• [Record extracts]:
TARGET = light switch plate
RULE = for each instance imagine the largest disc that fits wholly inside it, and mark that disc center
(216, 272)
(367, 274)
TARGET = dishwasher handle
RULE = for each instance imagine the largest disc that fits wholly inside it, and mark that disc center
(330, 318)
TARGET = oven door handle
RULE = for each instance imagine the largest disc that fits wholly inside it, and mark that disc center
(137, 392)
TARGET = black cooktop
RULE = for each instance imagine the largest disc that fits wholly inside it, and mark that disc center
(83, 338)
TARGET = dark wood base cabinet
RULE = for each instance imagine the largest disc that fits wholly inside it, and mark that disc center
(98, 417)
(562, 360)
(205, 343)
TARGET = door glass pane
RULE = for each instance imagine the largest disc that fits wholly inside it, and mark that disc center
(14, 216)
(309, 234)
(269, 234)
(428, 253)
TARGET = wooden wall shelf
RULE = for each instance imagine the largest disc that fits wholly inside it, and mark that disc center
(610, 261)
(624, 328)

• [Problem details]: Reproduce verbatim every line of the records from the line containing "TARGET = wooden wall shelf" through the final line, both included.

• [Solution below]:
TARGET = wooden wall shelf
RULE = for each instance imagine the largest disc that fits wholly inside it, and mark that disc center
(610, 261)
(624, 328)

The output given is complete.